Amoklauf is a 1994 German horror film written and directed by Uwe Boll. Boll's third feature, it established a number of directorial trademarks that would recur throughout the filmmakers's career, such as a scene involving a mass shooting, and a premise that revolves around "psychologically disturbed men and intersecting systems of oppression conspiring to unleash the violent potential within them."

Plot 

The film's unnamed protagonist flashes back to or fantasizes about murdering a female cyclist, and is then shown pessimistically contemplating human nature while watching an episode of The Price Is Right. After observing a pair of yuppies as they vivisect a fish at the restaurant where he works as a waiter, the man returns home to his barren apartment, where he further ponders humanity, this time while watching Mondo films. The waiter then burns a photograph of his mother, and flashes back to killing his father while the man was watching The Price Is Right.

The next day, the waiter begins masturbating and getting drunk, but is interrupted by his neighbor, who he stabs; he then returns to drinking and pleasuring himself while the woman bleeds to death next to him. After flashing back to witnessing a possible death in a washroom, the man proceeds to a park, where he shoots at least eight people, staggering off after one of the victims manages to stab him with a pocketknife.

Point annotations for photos
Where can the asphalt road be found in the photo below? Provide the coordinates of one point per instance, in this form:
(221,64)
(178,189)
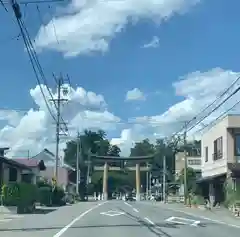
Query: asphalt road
(117,219)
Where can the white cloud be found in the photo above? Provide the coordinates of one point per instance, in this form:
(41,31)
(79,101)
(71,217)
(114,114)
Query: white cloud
(88,26)
(154,43)
(199,89)
(135,94)
(35,130)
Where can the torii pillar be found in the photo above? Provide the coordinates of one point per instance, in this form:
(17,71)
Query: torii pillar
(105,182)
(138,182)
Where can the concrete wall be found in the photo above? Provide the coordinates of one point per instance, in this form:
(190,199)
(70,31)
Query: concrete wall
(216,167)
(6,174)
(192,162)
(62,175)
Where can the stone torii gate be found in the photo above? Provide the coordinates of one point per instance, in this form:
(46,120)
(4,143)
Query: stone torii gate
(113,159)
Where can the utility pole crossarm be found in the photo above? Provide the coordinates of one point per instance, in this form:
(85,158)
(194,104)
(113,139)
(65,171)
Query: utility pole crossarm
(185,164)
(58,102)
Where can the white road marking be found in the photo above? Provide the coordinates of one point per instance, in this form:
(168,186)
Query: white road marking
(183,221)
(112,213)
(203,217)
(5,220)
(196,223)
(149,221)
(64,229)
(128,204)
(136,210)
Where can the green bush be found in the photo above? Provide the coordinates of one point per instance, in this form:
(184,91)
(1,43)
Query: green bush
(15,194)
(57,196)
(45,195)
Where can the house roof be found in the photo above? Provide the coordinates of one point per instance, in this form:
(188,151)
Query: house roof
(14,163)
(28,162)
(45,155)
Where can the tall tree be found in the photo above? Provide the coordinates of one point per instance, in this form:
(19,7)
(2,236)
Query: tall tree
(91,141)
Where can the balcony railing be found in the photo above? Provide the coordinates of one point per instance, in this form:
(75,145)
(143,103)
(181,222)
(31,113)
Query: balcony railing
(217,155)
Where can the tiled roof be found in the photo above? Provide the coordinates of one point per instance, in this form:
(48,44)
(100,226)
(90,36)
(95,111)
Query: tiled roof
(28,162)
(14,163)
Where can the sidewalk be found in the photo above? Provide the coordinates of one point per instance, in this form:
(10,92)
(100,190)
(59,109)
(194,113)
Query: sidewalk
(220,215)
(8,217)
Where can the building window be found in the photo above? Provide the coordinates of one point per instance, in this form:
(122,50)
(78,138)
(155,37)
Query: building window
(237,145)
(206,154)
(27,178)
(194,162)
(218,149)
(12,174)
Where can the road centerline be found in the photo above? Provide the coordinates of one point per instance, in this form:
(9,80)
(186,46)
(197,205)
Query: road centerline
(64,229)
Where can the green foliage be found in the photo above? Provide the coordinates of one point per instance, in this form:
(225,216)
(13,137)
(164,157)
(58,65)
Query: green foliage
(15,194)
(232,195)
(191,179)
(57,196)
(45,195)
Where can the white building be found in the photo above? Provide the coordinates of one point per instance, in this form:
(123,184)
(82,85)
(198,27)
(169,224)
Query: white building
(221,155)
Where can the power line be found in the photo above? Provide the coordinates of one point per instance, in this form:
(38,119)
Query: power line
(220,116)
(32,54)
(217,107)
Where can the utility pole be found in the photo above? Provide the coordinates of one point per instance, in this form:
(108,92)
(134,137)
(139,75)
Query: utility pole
(185,164)
(164,178)
(77,161)
(57,102)
(147,182)
(88,170)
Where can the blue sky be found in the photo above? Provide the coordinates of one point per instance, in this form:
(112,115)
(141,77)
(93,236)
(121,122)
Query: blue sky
(207,36)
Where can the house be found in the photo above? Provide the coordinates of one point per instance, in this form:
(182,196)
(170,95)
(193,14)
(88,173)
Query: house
(13,171)
(221,157)
(193,161)
(49,173)
(35,166)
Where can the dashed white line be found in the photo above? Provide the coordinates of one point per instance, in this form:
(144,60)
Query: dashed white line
(203,217)
(136,210)
(149,221)
(128,204)
(64,229)
(5,220)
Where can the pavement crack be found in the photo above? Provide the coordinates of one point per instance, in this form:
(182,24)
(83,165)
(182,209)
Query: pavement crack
(155,229)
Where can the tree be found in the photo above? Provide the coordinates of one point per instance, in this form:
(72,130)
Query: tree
(191,179)
(94,142)
(143,148)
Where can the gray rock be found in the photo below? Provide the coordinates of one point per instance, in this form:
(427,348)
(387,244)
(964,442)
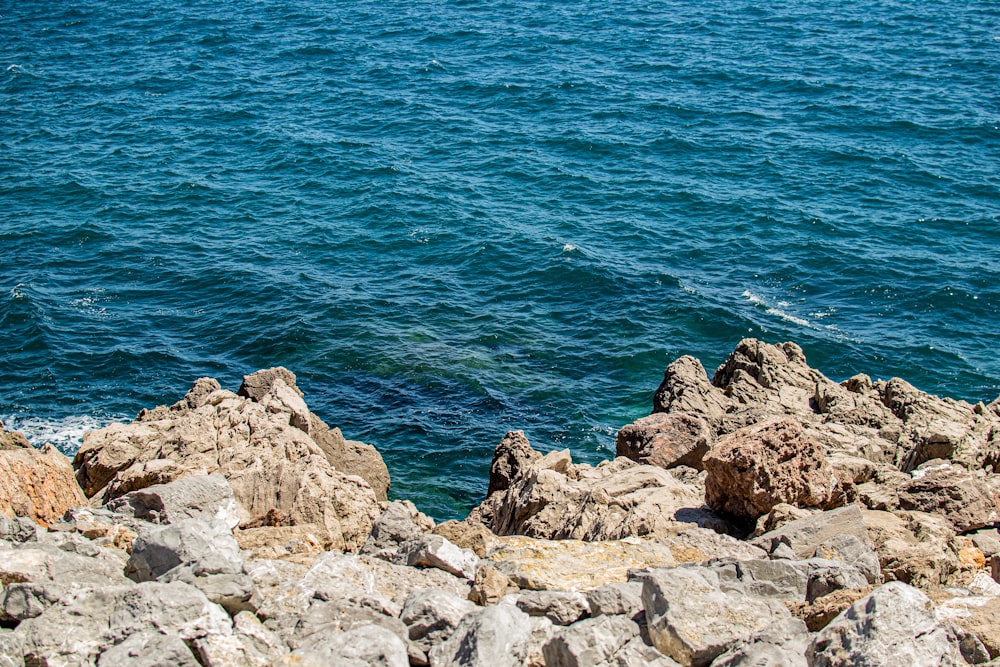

• **Tasks for this exercise**
[a] In the film summary, what does the waiter burn before flashing back to killing his father?
[b] Take the entries from the line that has "Where can the house be" through the end of the entries, and replace "photo" with "image" everywhere in them, changing nothing else. Leave the pictures out.

• **Task solutions**
[a] A photograph of his mother.

[b]
Where can the house be found in the image above? Provide the coordinates of one point per instance, in this form:
(182,196)
(170,95)
(193,14)
(88,173)
Query: house
(13,171)
(221,157)
(193,161)
(49,173)
(35,166)
Where can the dashed white line be found in the image above? Provide the coordinates of one point per instance, in this form:
(144,60)
Query: dashed white line
(203,217)
(136,210)
(149,221)
(128,204)
(64,229)
(5,220)
Where can the pavement crack be found in the image above? Provide the coordinates of one point per instance, in this form:
(182,24)
(83,165)
(182,209)
Query: pavement crack
(155,229)
Where can the tree be found in the image above? Provide the coordinates of one point per instance, in this form:
(72,130)
Query: tree
(191,179)
(94,142)
(143,148)
Where can the gray rock be found in the image below? Provide the coordinates of one point per instance, in this form:
(427,348)
(387,244)
(964,442)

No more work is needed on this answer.